# 50L with a aquamanta 200 efx



## Tucker90 (21 Jan 2019)

Got the efx for £10 from eBay, stuck some hoses on it and it works a treat, 

Question is; it’s rated at 800LPH, do I save this for a larger tank? I get the feeling 16 times the tank every hour is a bit excessive? 


Sent from my iPhone using Tapatalk


----------



## Siege (21 Jan 2019)

No should be good. I’ve got 12X of what’s  on the box on my 100L and the aquamanta will proabably deliver 60% of what’s on box. My Eheim 70%

Bit of a bargain you got there.


----------



## Millns84 (21 Jan 2019)

If you do find the flow a bit over the top, then you can diffuse it with a spray bar. 

You could even absolutely pack the canister with media which will invariably impact on flow.


----------



## Tucker90 (22 Jan 2019)

Millns84 said:


> If you do find the flow a bit over the top, then you can diffuse it with a spray bar.
> 
> You could even absolutely pack the canister with media which will invariably impact on flow.



Thanks for the reply! One thought was to pack the filter out! Maybe with some finer foam/wool! 

And as for the spray bar  really want lily pipes really! Don’t like anything else! 




Siege said:


> No should begood. I’ve got 12X of what’s  on the box on my 100L and the aquamanta will proabably deliver 60% of what’s on box. My Eheim 70%
> 
> Bit of a bargain you got there.

[Outline records]
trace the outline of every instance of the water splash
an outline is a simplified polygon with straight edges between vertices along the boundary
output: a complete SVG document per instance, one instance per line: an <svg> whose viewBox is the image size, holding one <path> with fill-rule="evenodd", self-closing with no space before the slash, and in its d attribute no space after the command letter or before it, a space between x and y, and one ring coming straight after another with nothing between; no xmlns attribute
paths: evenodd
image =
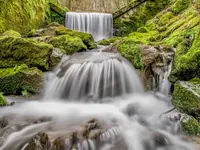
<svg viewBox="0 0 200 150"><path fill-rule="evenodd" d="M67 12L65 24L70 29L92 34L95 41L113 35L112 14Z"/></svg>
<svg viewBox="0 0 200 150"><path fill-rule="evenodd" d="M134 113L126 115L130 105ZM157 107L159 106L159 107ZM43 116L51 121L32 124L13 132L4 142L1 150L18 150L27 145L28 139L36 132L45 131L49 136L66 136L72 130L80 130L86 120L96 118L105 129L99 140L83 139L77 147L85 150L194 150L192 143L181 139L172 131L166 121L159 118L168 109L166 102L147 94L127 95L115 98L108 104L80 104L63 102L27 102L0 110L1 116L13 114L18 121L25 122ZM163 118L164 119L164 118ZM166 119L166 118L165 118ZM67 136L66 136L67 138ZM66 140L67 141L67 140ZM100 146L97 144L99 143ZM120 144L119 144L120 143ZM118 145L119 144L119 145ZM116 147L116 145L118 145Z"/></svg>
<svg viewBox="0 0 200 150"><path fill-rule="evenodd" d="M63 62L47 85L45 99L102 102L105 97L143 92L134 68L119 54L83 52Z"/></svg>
...
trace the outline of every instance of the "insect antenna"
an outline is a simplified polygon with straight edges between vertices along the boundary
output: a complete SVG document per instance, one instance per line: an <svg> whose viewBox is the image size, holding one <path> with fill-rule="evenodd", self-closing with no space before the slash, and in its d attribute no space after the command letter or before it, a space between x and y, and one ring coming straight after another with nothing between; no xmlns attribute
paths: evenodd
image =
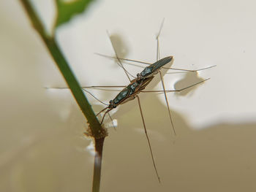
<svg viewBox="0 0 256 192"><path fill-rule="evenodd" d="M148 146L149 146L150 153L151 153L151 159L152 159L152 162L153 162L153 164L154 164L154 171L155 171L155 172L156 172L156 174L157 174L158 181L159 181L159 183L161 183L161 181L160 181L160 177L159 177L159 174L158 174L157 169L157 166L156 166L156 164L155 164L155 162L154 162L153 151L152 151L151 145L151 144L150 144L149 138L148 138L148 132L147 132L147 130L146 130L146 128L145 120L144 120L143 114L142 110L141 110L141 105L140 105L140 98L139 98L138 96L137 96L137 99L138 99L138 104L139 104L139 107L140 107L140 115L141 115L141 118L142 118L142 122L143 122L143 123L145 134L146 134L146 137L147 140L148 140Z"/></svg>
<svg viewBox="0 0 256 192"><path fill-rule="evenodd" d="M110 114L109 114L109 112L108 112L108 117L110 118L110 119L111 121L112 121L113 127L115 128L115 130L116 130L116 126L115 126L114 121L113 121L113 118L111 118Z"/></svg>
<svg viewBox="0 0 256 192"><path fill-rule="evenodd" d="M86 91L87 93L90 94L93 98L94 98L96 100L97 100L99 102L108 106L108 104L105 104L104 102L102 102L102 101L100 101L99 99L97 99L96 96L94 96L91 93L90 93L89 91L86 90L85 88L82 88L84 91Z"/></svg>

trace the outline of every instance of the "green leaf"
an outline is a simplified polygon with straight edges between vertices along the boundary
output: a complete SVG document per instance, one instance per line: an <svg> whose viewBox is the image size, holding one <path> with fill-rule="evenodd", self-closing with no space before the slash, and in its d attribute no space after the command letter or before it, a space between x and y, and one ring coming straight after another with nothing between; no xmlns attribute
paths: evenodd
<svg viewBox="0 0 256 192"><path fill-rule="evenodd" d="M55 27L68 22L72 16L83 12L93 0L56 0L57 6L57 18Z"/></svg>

### THINGS TO DO
1. Rewrite the paragraph in the forum thread on the aquarium filter that begins "Question is;" as a short bulleted list, keeping its main facts.
2. According to the forum thread on the aquarium filter, how much did Tucker90 pay for the efx, and where was it bought?

### WRITTEN RESPONSES
1.
- The filter is rated at 800 LPH.
- The poster asks whether to save it for a larger tank.
- Turning the tank over 16 times an hour seems excessive to the poster.

2. £10, from eBay.